Stated goal: Starting at the first of the rows and ending at the line that contains "xmin=63 ymin=66 xmax=75 ymax=79", recast every line as a Markdown table with the columns No. and Text, skipping blank lines and leaving the pictures out of the answer.

Data listing:
* * * *
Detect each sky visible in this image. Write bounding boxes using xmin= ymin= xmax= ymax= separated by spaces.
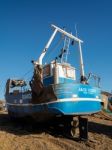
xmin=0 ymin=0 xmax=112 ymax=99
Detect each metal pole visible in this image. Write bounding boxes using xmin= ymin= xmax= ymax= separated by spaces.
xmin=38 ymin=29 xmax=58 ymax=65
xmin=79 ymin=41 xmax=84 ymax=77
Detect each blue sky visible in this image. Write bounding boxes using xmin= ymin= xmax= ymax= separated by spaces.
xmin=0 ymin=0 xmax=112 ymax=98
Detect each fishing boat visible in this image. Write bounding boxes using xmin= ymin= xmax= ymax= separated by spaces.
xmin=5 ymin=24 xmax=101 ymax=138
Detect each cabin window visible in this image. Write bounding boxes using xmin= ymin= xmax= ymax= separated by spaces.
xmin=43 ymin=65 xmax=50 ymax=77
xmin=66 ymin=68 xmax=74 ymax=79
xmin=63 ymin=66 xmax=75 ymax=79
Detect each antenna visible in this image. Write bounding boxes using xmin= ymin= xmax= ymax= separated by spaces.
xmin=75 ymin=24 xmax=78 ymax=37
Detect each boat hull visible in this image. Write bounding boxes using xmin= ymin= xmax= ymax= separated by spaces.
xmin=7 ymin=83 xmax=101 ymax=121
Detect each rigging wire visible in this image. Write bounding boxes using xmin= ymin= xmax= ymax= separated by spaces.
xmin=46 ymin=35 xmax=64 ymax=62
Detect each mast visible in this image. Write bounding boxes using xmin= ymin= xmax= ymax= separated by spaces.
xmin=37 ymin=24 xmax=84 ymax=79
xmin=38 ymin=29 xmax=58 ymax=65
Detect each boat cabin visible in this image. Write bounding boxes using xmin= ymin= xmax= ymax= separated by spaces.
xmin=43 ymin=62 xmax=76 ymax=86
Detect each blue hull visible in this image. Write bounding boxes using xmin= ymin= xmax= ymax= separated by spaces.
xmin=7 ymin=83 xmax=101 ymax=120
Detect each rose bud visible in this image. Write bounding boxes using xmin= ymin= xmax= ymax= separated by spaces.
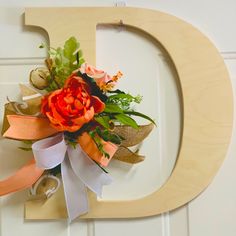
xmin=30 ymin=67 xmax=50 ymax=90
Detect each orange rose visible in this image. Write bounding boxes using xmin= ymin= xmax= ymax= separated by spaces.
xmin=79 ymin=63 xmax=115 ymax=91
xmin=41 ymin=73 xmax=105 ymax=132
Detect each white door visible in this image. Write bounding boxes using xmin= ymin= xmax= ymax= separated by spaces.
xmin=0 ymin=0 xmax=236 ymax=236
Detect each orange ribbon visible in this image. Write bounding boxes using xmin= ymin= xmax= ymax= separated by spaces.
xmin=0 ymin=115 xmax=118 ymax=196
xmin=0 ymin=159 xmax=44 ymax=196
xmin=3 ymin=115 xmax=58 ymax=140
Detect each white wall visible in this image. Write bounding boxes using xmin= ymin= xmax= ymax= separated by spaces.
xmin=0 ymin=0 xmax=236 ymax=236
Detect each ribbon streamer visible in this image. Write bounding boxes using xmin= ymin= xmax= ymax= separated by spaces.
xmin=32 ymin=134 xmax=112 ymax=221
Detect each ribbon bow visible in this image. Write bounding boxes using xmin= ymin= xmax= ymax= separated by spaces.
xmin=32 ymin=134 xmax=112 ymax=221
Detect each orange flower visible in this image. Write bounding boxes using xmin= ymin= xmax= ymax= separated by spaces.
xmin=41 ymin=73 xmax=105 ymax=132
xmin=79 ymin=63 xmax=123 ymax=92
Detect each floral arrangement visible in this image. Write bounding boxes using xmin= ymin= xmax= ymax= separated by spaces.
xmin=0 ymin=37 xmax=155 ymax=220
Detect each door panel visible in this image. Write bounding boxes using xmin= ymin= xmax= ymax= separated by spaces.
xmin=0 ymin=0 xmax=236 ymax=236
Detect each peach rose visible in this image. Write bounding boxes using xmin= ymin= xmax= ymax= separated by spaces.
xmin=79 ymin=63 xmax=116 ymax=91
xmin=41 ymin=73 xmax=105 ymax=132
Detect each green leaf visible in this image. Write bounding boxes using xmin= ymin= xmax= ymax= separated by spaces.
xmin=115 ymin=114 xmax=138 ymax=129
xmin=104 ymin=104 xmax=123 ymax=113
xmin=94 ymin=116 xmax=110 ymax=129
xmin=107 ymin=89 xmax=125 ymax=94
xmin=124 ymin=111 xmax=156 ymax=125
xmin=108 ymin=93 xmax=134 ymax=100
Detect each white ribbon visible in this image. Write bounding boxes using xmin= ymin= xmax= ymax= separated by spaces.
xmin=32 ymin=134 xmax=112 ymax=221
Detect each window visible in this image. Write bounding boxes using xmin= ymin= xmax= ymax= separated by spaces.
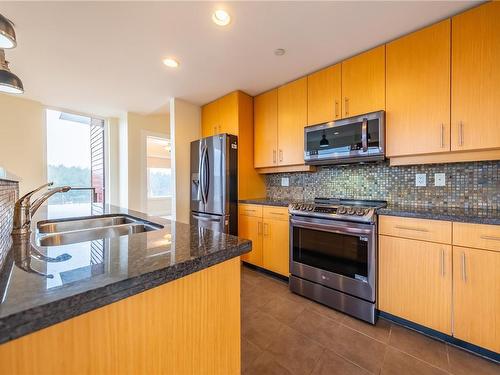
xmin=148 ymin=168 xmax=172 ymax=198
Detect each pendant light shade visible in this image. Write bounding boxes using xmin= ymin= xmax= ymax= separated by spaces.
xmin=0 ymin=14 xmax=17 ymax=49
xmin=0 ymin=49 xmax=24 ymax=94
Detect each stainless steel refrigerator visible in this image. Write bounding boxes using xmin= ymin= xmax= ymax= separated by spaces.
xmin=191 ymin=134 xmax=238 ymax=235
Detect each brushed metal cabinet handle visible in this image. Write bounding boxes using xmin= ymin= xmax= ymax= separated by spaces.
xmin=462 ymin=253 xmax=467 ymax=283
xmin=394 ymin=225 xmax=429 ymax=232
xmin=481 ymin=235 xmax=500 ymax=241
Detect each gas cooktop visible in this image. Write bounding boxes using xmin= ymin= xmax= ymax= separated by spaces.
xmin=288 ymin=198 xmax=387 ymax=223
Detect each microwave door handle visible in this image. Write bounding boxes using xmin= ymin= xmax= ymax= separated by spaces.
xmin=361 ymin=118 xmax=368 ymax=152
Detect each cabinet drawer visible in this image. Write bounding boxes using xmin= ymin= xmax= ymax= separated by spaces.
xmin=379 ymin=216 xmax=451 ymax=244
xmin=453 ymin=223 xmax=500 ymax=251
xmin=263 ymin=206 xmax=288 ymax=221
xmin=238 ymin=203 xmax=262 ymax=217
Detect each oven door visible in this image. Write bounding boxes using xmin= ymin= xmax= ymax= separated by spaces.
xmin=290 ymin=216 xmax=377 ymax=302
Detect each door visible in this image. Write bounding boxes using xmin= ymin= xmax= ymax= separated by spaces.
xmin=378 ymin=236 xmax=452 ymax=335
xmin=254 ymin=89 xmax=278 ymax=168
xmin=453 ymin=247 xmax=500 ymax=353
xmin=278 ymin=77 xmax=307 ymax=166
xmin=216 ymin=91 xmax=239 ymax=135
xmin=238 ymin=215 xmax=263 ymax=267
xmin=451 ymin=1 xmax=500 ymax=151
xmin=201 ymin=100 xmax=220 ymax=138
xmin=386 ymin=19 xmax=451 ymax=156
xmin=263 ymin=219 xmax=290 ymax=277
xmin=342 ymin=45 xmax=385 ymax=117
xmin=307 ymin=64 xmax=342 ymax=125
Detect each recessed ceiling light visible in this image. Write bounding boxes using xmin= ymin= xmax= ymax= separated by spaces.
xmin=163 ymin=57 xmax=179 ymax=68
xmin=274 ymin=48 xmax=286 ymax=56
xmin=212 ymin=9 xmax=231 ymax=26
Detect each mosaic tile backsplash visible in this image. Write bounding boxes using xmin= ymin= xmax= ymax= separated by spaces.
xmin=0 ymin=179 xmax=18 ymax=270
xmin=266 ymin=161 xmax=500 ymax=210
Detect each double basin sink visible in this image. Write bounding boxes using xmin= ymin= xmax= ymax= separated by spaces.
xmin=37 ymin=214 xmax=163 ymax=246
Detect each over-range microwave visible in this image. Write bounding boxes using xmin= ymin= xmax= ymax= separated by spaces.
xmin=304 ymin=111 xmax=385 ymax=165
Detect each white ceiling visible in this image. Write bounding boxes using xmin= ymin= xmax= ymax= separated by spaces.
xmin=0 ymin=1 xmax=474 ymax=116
* * * *
Output of the task:
| No. | Text |
|---|---|
| 1 | Detect each sky visible in this image. Write bounding boxes using xmin= ymin= xmax= ymax= separated by spaces. |
| 2 | xmin=0 ymin=0 xmax=112 ymax=99 |
| 3 | Detect each metal pole visible in this image. Write bounding boxes using xmin= ymin= xmax= ymax= separated by spaces. |
| 4 | xmin=38 ymin=29 xmax=58 ymax=65 |
| 5 | xmin=79 ymin=41 xmax=84 ymax=77 |
| 6 | Detect each blue sky visible in this image. Write bounding boxes using xmin= ymin= xmax= ymax= separated by spaces. |
| 7 | xmin=0 ymin=0 xmax=112 ymax=98 |
| 8 | Detect each fishing boat visible in this image. Write bounding boxes using xmin= ymin= xmax= ymax= separated by spaces. |
| 9 | xmin=5 ymin=24 xmax=101 ymax=138 |
| 10 | Detect each cabin window visible in this image. Write bounding boxes using xmin= ymin= xmax= ymax= separated by spaces. |
| 11 | xmin=43 ymin=65 xmax=50 ymax=77 |
| 12 | xmin=66 ymin=68 xmax=74 ymax=79 |
| 13 | xmin=63 ymin=66 xmax=75 ymax=79 |